__Written task__. Using the passage on the four-day work week, decide whether each statement agrees with it. Answer yes or no for each, quoting the words that decide it: (a) The UK pilot includes over 70 companies and 3,300 employees. (b) Individual productivity measurement tends to produce a partnership approach. (c) A four-day work week can fix a bad company culture.

[Start of Passage]

From our experience it is clear that the companies that achieve the greatest and most sustainable productivity gains are those where leadership empowers and enables their workforce to find solutions.

We've seen companies abandon planned trials before launching them, because their leadership team focus too much on the detail rather than the direction, and they overthink their way out of the idea rather than asking their people and creating space for them to find the answers.

There can also be an unhealthy obsession with ultra-micro, individualised productivity measurement, rather than a focus on collective output.

Individual measurement will yield an individualised approach, while collective measurement tends to elicit a partnership approach focused on collective efficiencies and structural changes.

The four-day work week can complement strong, positive organisational cultures built on trust - but it can't fix or paper over bad company culture.

As the largest reduced work time trial to take place anywhere in the world, with over 70 companies and 3,300 employees participating, our hope is that the UK pilot will provide the evidence and data which clearly demonstrates the feasibility and desirability of a four-day work week across a broad range of industries.

Many are finding that when they clear away the rubble of unfocused, protracted and unnecessary meetings, distractions and interruptions, poor use of technology and outmoded, outdated processes, the four-day work week is in fact well within their grasp.

HR practitioners would be wise to ask themselves the question – is our greatest risk the risk of trying a four-day week in our business and failing, or is it being unwilling to try and our biggest competitor making the leap first?

[End of Passage]
[Start of Excerpted records]

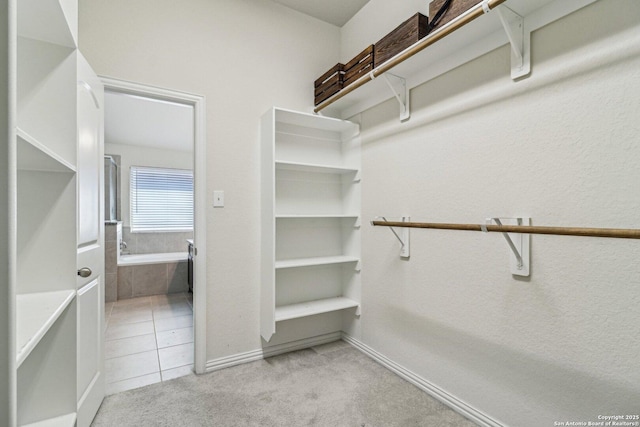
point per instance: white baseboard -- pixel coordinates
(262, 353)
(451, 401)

[End of Excerpted records]
[Start of Excerpted records]

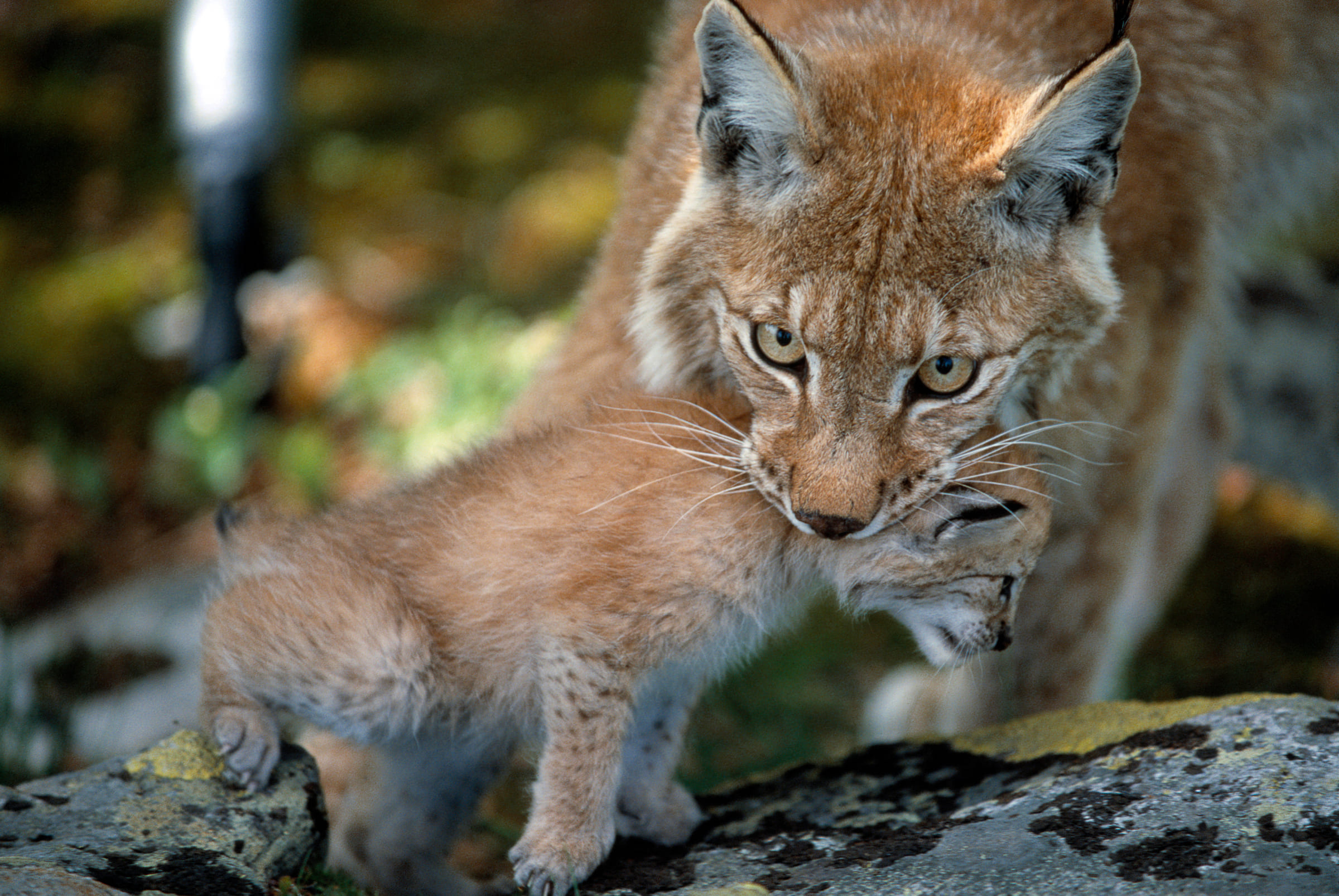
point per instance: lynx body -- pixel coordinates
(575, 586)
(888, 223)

[End of Excerpted records]

__Answer in full__.
(a) Yes: "with over 70 companies and 3,300 employees participating"
(b) No: "collective measurement tends to elicit a partnership approach focused on collective efficiencies and structural changes"
(c) No: "it can't fix or paper over bad company culture"